Extracted data entries:
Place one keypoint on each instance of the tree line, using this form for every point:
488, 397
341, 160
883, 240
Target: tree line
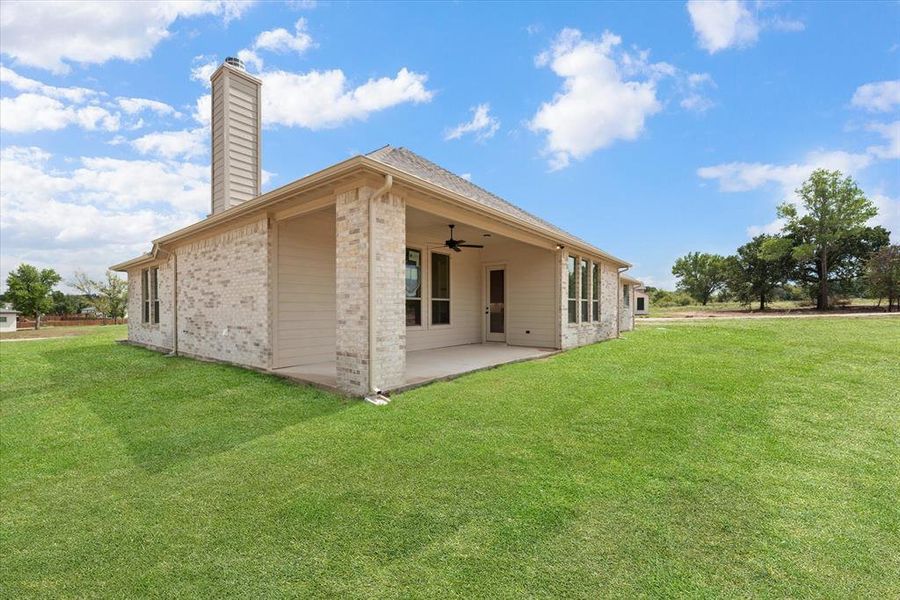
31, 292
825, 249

...

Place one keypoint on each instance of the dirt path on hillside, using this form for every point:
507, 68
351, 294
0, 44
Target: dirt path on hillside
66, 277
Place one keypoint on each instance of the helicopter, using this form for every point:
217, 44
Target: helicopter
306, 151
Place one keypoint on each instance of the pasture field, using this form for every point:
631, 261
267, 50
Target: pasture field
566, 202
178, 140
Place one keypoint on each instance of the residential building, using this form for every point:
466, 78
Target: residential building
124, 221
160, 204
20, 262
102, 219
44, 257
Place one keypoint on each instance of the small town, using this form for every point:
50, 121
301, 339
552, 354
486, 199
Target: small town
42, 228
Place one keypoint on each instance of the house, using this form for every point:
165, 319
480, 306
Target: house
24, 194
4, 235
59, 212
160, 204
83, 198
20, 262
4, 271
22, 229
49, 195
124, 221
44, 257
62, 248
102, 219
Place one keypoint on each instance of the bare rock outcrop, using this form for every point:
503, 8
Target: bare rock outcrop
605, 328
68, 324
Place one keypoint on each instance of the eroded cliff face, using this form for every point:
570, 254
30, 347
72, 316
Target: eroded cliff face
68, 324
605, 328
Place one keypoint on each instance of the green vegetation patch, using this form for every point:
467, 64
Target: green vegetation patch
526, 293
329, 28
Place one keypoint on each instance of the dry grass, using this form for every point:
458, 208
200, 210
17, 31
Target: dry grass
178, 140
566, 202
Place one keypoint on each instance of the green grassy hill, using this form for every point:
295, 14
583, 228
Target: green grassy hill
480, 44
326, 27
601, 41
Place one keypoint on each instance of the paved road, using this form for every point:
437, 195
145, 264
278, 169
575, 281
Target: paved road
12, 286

§ Problem
Take exactly the lines from the one containing "Place one keypoint on each instance of the house, using" through the one containing "Place one keypoint on each instance of the green grassy" in the data above, and output them with nothing added.

§ Reply
Place one keypoint on each instance of the house, using this form for every point:
165, 319
480, 306
Target: house
24, 194
4, 235
59, 212
160, 204
83, 198
20, 262
4, 271
22, 229
49, 195
124, 221
44, 257
62, 248
102, 219
Place one keypoint on each instance of the bare rock outcrop, using this form for every point:
503, 8
Target: bare rock outcrop
605, 328
68, 324
Place one keypoint on each instance of the eroded cliff face, using this form for every point:
570, 254
30, 347
72, 316
Target: eroded cliff face
68, 324
605, 328
Place one keypoint on each instance of the green vegetation patch, using this form for every point:
467, 64
Target: green vegetation patch
526, 293
329, 28
Place one keypoint on each instance of the dry grass, using this form for every point:
458, 208
200, 210
17, 31
Target: dry grass
178, 140
566, 202
Place one keypoint on each instance of the green grassy hill, using this form for every point:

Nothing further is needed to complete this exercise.